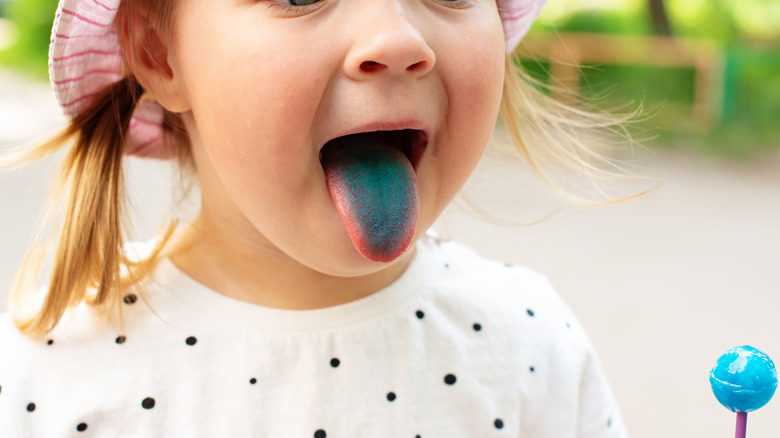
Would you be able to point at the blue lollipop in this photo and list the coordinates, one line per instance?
(743, 380)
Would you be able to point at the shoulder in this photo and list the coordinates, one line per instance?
(528, 339)
(515, 307)
(505, 292)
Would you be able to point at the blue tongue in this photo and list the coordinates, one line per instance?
(374, 188)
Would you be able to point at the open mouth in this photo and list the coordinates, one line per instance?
(411, 142)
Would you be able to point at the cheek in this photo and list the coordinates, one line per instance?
(474, 92)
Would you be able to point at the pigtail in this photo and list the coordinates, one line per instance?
(89, 260)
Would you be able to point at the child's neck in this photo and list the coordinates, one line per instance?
(265, 276)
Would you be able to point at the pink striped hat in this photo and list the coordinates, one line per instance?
(84, 58)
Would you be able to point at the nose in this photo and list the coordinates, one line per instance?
(388, 43)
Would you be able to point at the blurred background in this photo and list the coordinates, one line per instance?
(663, 284)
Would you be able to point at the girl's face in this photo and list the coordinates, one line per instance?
(267, 84)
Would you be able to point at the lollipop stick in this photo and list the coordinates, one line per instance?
(741, 425)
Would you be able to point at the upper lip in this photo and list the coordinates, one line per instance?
(382, 126)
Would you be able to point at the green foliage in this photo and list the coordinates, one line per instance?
(33, 19)
(751, 87)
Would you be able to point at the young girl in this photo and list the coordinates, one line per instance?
(305, 299)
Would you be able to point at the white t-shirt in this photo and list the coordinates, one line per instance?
(457, 347)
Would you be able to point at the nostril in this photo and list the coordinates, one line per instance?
(370, 66)
(417, 66)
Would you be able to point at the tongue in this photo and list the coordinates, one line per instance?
(374, 188)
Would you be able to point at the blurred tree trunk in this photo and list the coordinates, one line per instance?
(659, 18)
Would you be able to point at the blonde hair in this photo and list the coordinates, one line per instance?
(91, 249)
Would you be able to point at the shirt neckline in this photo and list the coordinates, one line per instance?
(184, 294)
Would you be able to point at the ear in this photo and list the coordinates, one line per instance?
(150, 58)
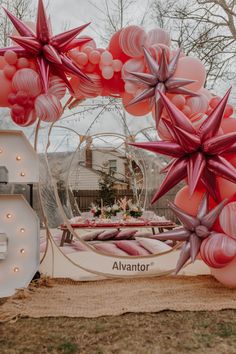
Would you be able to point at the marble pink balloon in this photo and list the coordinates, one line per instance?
(228, 219)
(57, 87)
(48, 107)
(226, 275)
(132, 65)
(218, 250)
(27, 80)
(132, 39)
(156, 36)
(92, 89)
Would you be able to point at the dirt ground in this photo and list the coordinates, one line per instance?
(161, 333)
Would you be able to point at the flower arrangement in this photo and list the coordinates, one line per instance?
(123, 206)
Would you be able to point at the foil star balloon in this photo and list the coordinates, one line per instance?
(194, 230)
(197, 154)
(159, 80)
(48, 50)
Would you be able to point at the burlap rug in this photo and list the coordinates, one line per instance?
(115, 297)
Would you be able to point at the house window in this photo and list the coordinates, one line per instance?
(112, 166)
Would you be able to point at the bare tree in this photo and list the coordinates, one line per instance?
(202, 28)
(116, 14)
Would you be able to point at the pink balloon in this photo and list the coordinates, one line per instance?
(81, 58)
(3, 63)
(57, 87)
(132, 39)
(10, 57)
(132, 65)
(214, 101)
(226, 275)
(106, 58)
(117, 65)
(137, 109)
(227, 189)
(189, 203)
(218, 250)
(228, 219)
(27, 80)
(192, 69)
(107, 72)
(157, 36)
(48, 107)
(229, 111)
(130, 88)
(6, 89)
(94, 56)
(198, 104)
(87, 49)
(23, 63)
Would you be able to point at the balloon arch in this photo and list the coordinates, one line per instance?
(42, 74)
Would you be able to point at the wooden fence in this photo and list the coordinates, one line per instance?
(85, 198)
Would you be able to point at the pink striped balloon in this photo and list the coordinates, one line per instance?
(228, 218)
(90, 89)
(132, 39)
(218, 250)
(57, 87)
(48, 107)
(27, 80)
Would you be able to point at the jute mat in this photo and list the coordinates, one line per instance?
(115, 297)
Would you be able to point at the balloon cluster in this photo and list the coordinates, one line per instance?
(22, 91)
(196, 128)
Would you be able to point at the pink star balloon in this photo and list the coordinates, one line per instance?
(48, 50)
(159, 79)
(197, 154)
(194, 230)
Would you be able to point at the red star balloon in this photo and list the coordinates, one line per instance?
(48, 50)
(159, 80)
(194, 230)
(197, 154)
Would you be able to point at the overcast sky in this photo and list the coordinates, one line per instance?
(74, 13)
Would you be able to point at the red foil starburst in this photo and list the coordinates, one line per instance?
(197, 154)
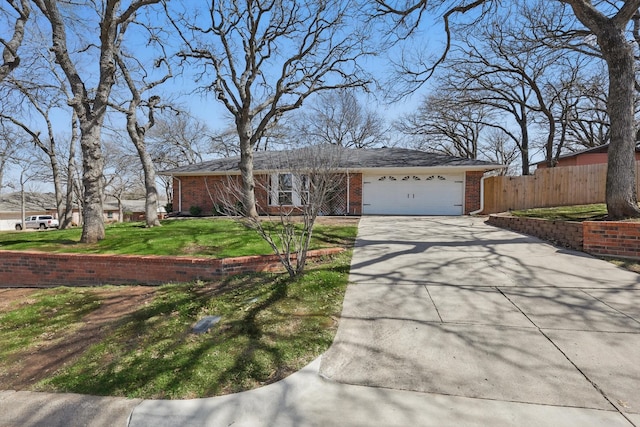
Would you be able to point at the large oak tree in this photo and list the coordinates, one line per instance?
(610, 23)
(263, 58)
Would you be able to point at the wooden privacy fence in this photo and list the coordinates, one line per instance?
(561, 186)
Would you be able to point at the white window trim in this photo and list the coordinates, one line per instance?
(296, 191)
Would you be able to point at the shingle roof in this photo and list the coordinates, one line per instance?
(353, 159)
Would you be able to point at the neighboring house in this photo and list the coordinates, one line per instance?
(44, 203)
(381, 181)
(591, 156)
(34, 204)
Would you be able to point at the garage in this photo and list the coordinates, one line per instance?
(413, 194)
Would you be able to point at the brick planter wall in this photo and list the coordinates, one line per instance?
(38, 269)
(562, 233)
(614, 238)
(608, 238)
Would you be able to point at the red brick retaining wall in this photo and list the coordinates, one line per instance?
(612, 238)
(615, 238)
(21, 268)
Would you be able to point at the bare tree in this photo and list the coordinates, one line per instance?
(18, 12)
(90, 104)
(445, 125)
(178, 139)
(137, 132)
(610, 23)
(122, 173)
(267, 57)
(338, 118)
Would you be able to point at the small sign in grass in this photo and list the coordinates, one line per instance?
(268, 326)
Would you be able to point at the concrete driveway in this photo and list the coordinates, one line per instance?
(447, 322)
(456, 307)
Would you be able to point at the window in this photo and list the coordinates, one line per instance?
(288, 189)
(285, 189)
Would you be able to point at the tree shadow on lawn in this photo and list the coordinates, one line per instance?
(152, 353)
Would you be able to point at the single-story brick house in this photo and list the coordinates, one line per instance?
(378, 181)
(590, 156)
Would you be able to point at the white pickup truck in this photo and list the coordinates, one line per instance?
(41, 222)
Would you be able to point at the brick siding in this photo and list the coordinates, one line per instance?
(355, 194)
(608, 238)
(38, 269)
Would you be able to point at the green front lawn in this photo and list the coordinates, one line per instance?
(270, 326)
(219, 238)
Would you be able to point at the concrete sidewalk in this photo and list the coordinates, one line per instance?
(447, 321)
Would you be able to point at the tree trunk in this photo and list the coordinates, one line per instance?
(151, 192)
(93, 183)
(621, 194)
(67, 219)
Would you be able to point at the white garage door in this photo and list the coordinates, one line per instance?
(432, 194)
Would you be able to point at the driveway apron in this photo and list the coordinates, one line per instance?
(456, 307)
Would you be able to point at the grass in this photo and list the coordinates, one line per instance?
(579, 213)
(43, 316)
(219, 238)
(271, 326)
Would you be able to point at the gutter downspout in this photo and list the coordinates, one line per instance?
(481, 196)
(348, 185)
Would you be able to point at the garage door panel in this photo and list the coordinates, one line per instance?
(434, 194)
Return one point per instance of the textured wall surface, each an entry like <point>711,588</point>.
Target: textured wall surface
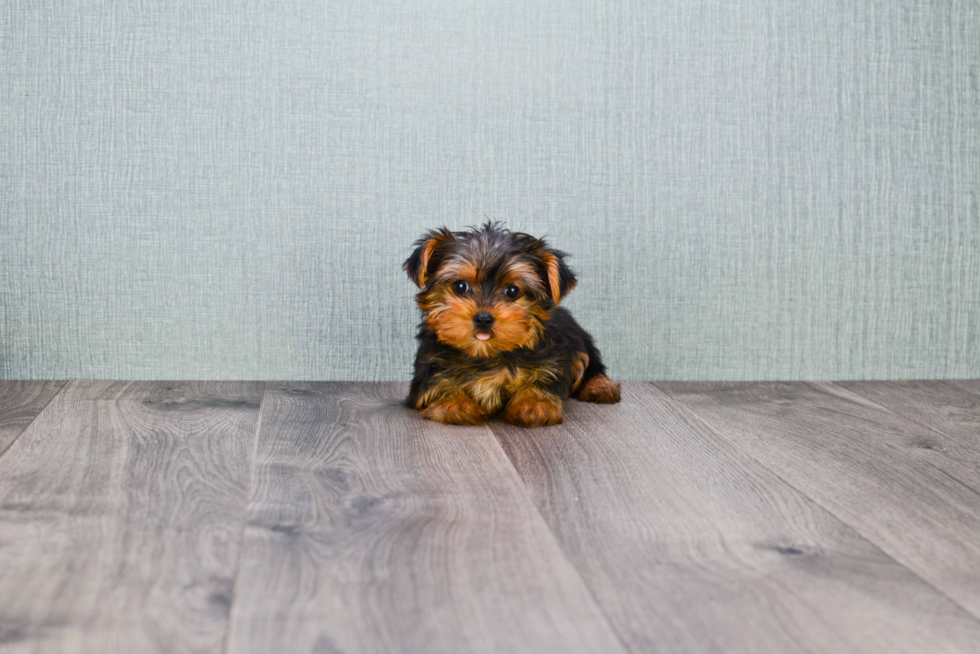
<point>760,189</point>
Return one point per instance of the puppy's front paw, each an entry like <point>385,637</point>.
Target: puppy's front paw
<point>458,410</point>
<point>534,410</point>
<point>601,390</point>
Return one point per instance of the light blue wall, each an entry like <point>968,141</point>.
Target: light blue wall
<point>755,189</point>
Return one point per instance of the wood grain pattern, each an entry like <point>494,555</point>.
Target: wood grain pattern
<point>371,530</point>
<point>945,406</point>
<point>691,546</point>
<point>908,489</point>
<point>20,402</point>
<point>120,514</point>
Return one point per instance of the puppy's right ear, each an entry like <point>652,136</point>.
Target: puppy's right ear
<point>429,251</point>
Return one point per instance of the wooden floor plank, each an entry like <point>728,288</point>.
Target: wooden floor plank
<point>908,489</point>
<point>945,406</point>
<point>691,546</point>
<point>121,509</point>
<point>20,402</point>
<point>371,530</point>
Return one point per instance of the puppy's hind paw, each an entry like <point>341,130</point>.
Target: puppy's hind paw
<point>600,389</point>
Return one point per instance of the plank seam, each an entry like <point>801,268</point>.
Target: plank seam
<point>904,417</point>
<point>855,528</point>
<point>34,419</point>
<point>558,544</point>
<point>225,642</point>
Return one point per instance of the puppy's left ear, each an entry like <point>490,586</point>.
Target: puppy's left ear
<point>429,251</point>
<point>558,277</point>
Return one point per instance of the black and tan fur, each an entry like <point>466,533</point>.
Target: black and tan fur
<point>536,355</point>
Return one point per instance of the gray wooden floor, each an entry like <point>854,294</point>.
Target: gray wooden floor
<point>325,517</point>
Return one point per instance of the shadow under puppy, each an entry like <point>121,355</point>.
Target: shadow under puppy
<point>493,338</point>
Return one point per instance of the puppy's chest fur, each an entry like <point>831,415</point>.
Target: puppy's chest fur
<point>491,389</point>
<point>492,383</point>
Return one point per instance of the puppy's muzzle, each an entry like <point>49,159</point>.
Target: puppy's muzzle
<point>483,320</point>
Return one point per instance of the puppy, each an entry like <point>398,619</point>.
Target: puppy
<point>493,339</point>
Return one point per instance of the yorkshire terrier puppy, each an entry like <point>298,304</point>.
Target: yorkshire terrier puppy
<point>493,339</point>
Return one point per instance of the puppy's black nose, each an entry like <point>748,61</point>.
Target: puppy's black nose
<point>483,320</point>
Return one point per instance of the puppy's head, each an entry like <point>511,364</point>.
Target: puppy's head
<point>488,290</point>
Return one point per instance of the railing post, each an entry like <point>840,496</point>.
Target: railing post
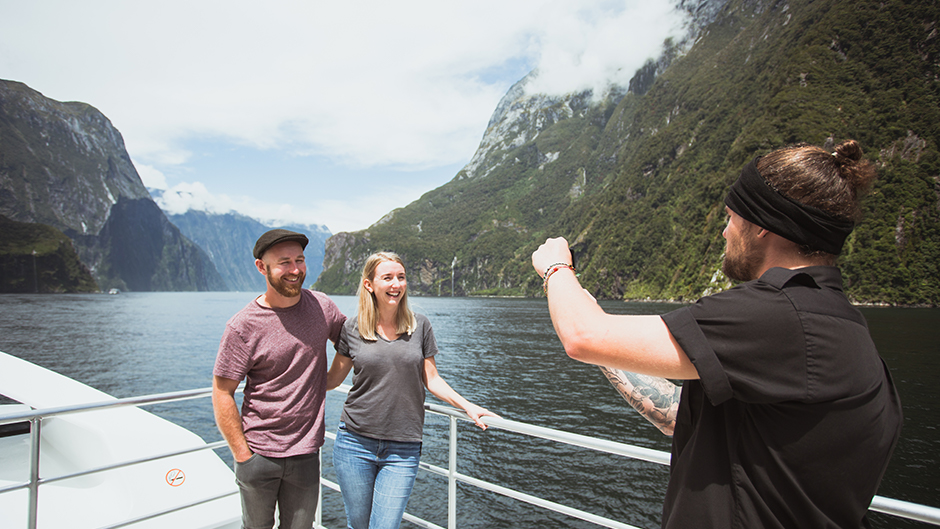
<point>452,477</point>
<point>318,518</point>
<point>35,440</point>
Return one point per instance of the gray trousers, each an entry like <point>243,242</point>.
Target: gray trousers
<point>289,484</point>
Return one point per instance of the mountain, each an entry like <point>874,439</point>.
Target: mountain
<point>64,165</point>
<point>39,258</point>
<point>229,238</point>
<point>635,178</point>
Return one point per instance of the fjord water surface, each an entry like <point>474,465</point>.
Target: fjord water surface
<point>500,353</point>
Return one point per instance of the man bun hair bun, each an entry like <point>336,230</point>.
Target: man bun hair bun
<point>858,173</point>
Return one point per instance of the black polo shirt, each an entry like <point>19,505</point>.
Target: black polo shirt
<point>795,415</point>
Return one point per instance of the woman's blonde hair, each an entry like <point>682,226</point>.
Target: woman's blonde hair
<point>369,310</point>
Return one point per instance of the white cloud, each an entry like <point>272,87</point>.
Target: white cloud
<point>183,197</point>
<point>152,177</point>
<point>390,86</point>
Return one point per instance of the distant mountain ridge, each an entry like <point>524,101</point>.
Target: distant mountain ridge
<point>229,238</point>
<point>64,165</point>
<point>635,179</point>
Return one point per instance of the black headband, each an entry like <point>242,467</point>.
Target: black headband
<point>757,202</point>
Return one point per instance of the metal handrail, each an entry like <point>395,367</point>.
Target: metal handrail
<point>893,507</point>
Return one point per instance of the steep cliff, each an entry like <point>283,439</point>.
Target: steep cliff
<point>64,165</point>
<point>636,182</point>
<point>229,239</point>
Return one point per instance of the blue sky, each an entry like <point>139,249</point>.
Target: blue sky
<point>311,112</point>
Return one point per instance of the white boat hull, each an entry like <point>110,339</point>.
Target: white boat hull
<point>77,442</point>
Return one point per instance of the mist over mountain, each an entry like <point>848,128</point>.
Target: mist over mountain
<point>229,238</point>
<point>64,166</point>
<point>634,178</point>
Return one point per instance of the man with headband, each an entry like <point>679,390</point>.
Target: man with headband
<point>787,416</point>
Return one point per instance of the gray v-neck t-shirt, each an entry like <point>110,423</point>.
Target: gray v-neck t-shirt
<point>386,401</point>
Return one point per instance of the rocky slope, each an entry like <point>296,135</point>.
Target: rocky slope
<point>635,179</point>
<point>64,165</point>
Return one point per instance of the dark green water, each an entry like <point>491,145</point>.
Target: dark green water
<point>499,353</point>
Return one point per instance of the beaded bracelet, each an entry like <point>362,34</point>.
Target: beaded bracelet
<point>551,270</point>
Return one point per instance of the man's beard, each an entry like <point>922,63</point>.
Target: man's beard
<point>288,290</point>
<point>742,262</point>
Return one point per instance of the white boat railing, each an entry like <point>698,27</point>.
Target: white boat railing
<point>898,508</point>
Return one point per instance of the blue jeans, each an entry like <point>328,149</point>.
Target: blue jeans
<point>290,483</point>
<point>375,477</point>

Your goal:
Using the entries above, return exactly the lines from the line with "Target: gray trousers" to the line with "Return one point per instance of the mist", counting both of those lines.

Problem solution:
Target: gray trousers
<point>289,484</point>
Return one point per instance of the mountain, each an entry like <point>874,439</point>.
Target: mountain
<point>64,165</point>
<point>39,258</point>
<point>229,238</point>
<point>635,178</point>
Return one point per instance of the fjord water surface, each an entry like <point>474,465</point>.
Target: fjord water surface
<point>500,353</point>
Return one point per instance of the man bun hair bun, each an entry like <point>336,230</point>.
Target: man bun hair bun
<point>858,173</point>
Return one point per instance of the black polo shirt, each an entry like <point>19,505</point>.
Target: black polo shirt
<point>795,415</point>
Return one point per instance of the woman's blonde hair, each an entry like <point>682,226</point>.
Target: woman's blonde hair
<point>369,310</point>
Return one point per instance of the white cloud, each an entry like <point>272,87</point>.
Target: white cloud
<point>183,197</point>
<point>152,177</point>
<point>390,86</point>
Return one point per instance of the distant mountain ridge, each an entry like <point>524,101</point>.
Target: distant mountain ridge
<point>229,238</point>
<point>64,165</point>
<point>635,179</point>
Return one point per instance of the black headband, each an entry like <point>242,467</point>.
Target: black headband
<point>757,202</point>
Return one point per instance of the metal handrail, each an entry like <point>395,367</point>.
Target: metal handrail
<point>893,507</point>
Return one point per instance of the steep cliff, each an entry like <point>283,439</point>.
Target: steep cliff
<point>64,165</point>
<point>636,182</point>
<point>229,239</point>
Return one point per instance of the blue sky, each an entry like <point>139,249</point>.
Target: blue sky
<point>311,112</point>
Return one point per instance of the white boat hull, each an entry like <point>110,339</point>.
Target: white boat hull
<point>77,442</point>
Return one point per instance of the mist over mountain, each an entry like <point>848,128</point>.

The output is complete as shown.